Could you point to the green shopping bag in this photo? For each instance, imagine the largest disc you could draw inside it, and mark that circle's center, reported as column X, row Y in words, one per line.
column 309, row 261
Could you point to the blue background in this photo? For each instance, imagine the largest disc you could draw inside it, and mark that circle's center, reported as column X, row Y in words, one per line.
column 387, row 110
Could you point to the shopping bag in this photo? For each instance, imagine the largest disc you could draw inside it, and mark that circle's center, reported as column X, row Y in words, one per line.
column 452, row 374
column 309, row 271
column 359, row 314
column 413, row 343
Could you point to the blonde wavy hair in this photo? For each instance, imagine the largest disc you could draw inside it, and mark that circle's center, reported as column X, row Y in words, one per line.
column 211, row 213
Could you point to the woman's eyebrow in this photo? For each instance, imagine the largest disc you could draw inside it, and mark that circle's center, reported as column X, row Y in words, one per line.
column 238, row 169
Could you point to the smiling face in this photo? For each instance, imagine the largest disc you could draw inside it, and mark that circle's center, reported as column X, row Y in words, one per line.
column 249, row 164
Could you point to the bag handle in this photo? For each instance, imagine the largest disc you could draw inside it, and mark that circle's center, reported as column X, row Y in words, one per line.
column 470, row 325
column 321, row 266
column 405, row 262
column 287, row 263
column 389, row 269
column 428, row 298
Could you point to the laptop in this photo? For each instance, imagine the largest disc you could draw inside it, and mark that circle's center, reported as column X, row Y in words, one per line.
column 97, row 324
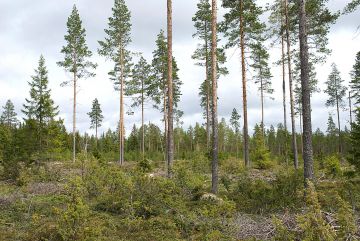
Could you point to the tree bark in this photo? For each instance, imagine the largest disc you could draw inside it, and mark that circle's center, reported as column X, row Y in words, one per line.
column 243, row 71
column 142, row 119
column 350, row 110
column 293, row 127
column 339, row 124
column 122, row 128
column 74, row 119
column 306, row 101
column 170, row 140
column 215, row 143
column 208, row 91
column 284, row 78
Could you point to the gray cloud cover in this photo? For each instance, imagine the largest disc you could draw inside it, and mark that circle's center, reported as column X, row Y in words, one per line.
column 31, row 28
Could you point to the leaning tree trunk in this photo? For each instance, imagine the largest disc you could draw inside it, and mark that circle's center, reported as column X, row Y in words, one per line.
column 339, row 124
column 350, row 110
column 122, row 128
column 243, row 70
column 284, row 80
column 306, row 102
column 208, row 91
column 170, row 140
column 74, row 119
column 215, row 142
column 293, row 127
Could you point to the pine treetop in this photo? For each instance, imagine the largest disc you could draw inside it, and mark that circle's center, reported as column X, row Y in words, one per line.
column 76, row 52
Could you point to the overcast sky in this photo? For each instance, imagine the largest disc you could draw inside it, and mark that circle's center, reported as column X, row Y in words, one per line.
column 30, row 28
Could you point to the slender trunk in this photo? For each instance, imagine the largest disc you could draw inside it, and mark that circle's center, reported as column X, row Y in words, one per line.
column 142, row 120
column 306, row 101
column 170, row 141
column 339, row 124
column 243, row 71
column 74, row 119
column 301, row 131
column 122, row 128
column 208, row 91
column 262, row 110
column 96, row 126
column 215, row 143
column 284, row 79
column 165, row 124
column 293, row 128
column 350, row 109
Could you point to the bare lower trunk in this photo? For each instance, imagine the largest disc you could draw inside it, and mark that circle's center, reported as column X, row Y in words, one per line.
column 74, row 119
column 208, row 91
column 243, row 71
column 339, row 125
column 306, row 101
column 142, row 120
column 122, row 128
column 350, row 110
column 293, row 127
column 215, row 143
column 262, row 112
column 284, row 83
column 170, row 141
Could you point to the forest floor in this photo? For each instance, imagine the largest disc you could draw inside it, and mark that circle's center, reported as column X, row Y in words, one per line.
column 31, row 206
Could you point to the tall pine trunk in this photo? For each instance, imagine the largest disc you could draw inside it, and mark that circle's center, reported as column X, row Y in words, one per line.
column 293, row 127
column 284, row 79
column 208, row 91
column 122, row 128
column 74, row 119
column 243, row 71
column 170, row 140
column 350, row 110
column 142, row 119
column 306, row 102
column 215, row 141
column 339, row 124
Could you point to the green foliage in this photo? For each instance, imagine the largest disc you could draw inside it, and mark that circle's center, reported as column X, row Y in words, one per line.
column 95, row 115
column 74, row 222
column 261, row 196
column 9, row 116
column 312, row 223
column 354, row 155
column 157, row 89
column 259, row 154
column 282, row 233
column 76, row 52
column 346, row 220
column 332, row 166
column 355, row 79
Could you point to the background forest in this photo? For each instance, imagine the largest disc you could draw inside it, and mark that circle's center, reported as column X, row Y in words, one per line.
column 219, row 179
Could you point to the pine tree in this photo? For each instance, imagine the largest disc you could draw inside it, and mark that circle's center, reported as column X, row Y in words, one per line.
column 9, row 116
column 355, row 80
column 138, row 88
column 235, row 123
column 170, row 115
column 215, row 141
column 40, row 108
column 96, row 117
column 202, row 23
column 158, row 88
column 114, row 47
column 260, row 58
column 337, row 94
column 306, row 101
column 354, row 157
column 243, row 28
column 76, row 55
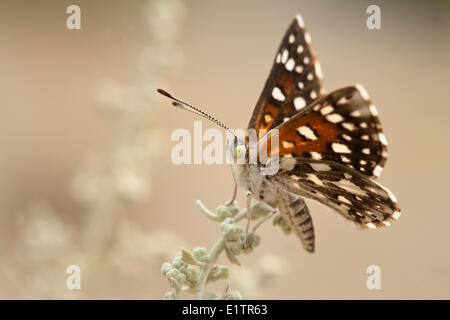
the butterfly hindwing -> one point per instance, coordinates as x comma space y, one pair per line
342, 126
349, 192
293, 83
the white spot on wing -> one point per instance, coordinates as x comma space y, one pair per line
313, 178
373, 110
284, 56
396, 215
320, 166
349, 186
344, 199
307, 132
318, 70
287, 144
299, 103
300, 21
382, 138
326, 110
362, 92
315, 155
334, 117
291, 38
307, 37
356, 113
377, 171
349, 126
290, 64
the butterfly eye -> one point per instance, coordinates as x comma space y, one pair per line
238, 151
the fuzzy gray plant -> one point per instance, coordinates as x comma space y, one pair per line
192, 271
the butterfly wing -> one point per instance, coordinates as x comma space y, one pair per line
293, 83
342, 127
351, 193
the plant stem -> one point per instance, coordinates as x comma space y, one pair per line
212, 258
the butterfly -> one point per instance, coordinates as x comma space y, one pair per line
330, 147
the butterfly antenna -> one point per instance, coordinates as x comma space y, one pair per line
187, 106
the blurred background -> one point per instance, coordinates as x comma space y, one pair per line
85, 171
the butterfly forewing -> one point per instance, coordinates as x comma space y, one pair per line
294, 81
342, 126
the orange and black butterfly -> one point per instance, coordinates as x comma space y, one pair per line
330, 147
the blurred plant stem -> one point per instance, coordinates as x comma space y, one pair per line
191, 272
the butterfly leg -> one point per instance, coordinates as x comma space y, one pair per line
230, 202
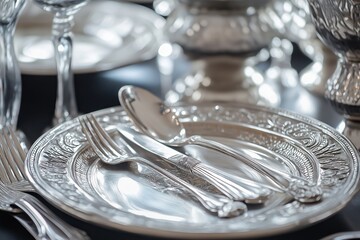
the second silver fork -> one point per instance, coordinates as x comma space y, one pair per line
43, 223
114, 153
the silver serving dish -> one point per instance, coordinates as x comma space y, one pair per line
64, 169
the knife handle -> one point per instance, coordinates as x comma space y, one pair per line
298, 187
234, 187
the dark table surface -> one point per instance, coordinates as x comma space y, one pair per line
99, 90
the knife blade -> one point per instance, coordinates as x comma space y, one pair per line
169, 154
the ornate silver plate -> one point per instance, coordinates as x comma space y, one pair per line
65, 170
107, 34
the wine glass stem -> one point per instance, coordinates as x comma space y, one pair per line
10, 77
65, 108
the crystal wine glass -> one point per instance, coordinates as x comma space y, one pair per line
64, 10
10, 77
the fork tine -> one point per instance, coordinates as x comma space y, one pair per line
17, 151
16, 141
93, 138
4, 174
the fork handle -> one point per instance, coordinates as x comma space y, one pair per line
47, 224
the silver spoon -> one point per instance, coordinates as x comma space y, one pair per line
160, 122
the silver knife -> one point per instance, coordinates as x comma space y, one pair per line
228, 184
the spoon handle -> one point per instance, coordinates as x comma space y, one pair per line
221, 205
299, 188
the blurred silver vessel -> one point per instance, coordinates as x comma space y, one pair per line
338, 24
222, 41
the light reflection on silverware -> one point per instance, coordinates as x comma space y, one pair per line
161, 123
113, 153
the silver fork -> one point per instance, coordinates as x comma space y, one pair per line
111, 152
43, 223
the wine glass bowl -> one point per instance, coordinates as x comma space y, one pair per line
63, 21
61, 6
337, 23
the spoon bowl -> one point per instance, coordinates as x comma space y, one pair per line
160, 122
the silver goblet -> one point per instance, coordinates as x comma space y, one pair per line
337, 23
10, 77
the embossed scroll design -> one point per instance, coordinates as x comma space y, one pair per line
334, 168
57, 154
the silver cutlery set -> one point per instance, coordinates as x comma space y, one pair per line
233, 193
235, 189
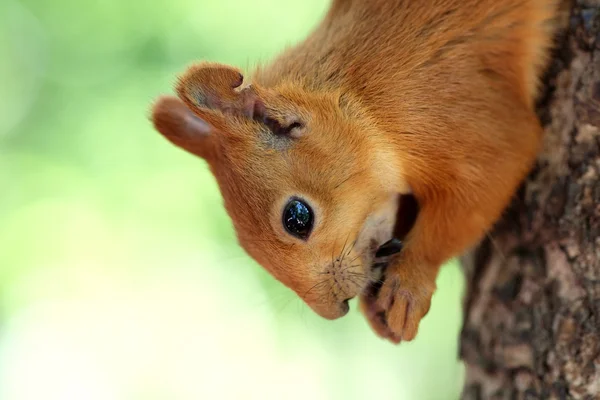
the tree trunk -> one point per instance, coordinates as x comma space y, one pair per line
532, 311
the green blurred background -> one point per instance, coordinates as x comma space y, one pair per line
120, 276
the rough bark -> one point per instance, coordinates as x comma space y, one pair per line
532, 310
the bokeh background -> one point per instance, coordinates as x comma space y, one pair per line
120, 276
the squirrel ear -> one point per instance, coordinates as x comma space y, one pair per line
215, 87
183, 128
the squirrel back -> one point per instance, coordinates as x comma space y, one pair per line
385, 98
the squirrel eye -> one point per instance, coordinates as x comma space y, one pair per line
298, 218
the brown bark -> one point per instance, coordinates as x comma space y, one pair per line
532, 311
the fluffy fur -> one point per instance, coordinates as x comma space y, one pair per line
385, 97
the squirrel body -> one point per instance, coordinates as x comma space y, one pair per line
429, 98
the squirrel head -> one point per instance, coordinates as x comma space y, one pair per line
304, 176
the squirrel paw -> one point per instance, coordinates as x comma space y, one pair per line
395, 308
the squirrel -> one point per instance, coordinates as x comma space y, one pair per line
433, 99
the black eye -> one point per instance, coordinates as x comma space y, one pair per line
298, 218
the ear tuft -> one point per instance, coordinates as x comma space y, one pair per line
181, 127
215, 87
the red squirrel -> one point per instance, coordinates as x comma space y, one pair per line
429, 98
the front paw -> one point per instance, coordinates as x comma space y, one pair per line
395, 307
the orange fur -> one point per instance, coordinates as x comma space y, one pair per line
429, 97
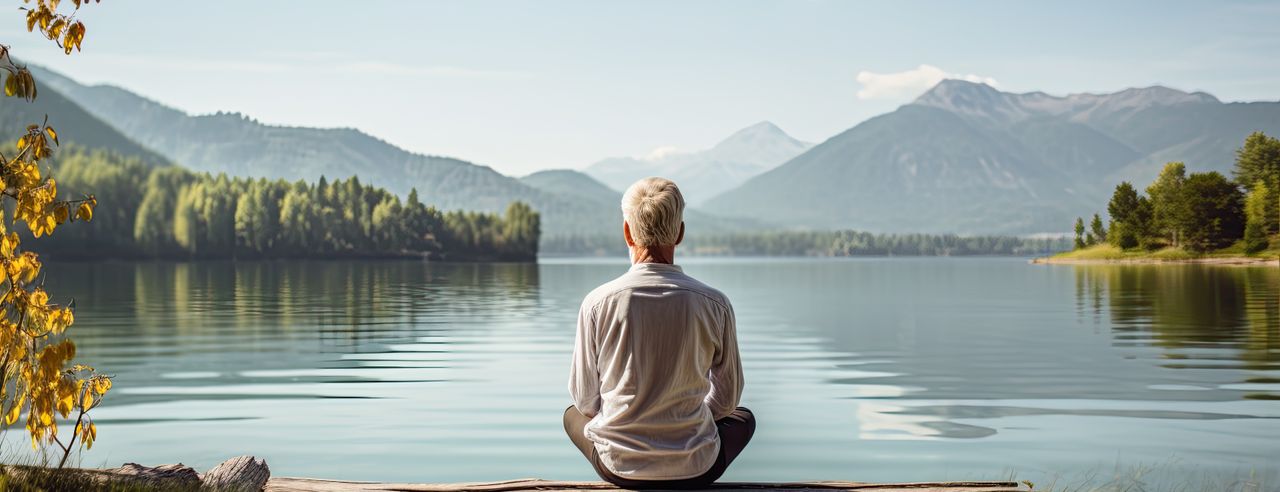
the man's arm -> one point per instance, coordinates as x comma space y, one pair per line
726, 374
584, 378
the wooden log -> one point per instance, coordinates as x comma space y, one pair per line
164, 477
311, 484
241, 473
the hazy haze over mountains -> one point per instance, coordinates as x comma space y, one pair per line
703, 174
967, 158
961, 158
570, 203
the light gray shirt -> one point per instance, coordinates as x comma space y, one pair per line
654, 365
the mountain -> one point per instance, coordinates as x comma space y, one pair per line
233, 144
604, 205
970, 159
703, 174
570, 203
73, 124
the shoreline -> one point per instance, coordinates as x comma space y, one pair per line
1207, 260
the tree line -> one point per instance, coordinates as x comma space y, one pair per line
821, 244
1197, 212
169, 212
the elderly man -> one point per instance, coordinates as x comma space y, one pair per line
656, 377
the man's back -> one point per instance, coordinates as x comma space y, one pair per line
656, 364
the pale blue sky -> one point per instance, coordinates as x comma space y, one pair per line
530, 85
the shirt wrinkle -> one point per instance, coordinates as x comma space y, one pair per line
656, 359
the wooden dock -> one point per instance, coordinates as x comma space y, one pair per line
311, 484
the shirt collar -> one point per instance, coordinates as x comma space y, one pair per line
656, 267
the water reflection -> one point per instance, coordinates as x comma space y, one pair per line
877, 369
1201, 317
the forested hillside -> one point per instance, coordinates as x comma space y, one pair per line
241, 146
169, 212
970, 159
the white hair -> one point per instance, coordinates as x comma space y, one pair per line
654, 209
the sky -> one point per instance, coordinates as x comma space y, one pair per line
524, 86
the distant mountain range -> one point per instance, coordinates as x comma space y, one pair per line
970, 159
707, 173
233, 144
963, 158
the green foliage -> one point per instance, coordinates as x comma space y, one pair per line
1216, 215
1079, 233
169, 212
1258, 217
862, 244
1130, 217
1096, 231
1170, 215
1202, 212
1258, 160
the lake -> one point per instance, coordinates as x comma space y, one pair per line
858, 369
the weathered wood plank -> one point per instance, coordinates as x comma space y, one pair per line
311, 484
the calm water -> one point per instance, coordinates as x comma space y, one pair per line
876, 369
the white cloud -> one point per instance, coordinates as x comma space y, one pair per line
909, 83
662, 153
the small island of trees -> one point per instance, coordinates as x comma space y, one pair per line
1197, 214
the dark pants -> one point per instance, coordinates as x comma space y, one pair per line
735, 432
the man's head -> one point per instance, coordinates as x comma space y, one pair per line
654, 213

++++++

→ **Required action**:
Return exactly the lines from the one containing "the white cloud" to the last line of the data, and nothing more.

→ **Exercise output**:
the white cloud -> one point per instance, coordinates as x comma space y, one pair per line
909, 83
662, 153
the small island of trees -> one point per instance, coordinates as x comma space y, one pair per line
1197, 214
the dark pants -> one point per instance, coordinates as x comma space y, one pair per line
735, 432
the man's head -> one point per instance, coordinates as x comma space y, one pair per line
654, 213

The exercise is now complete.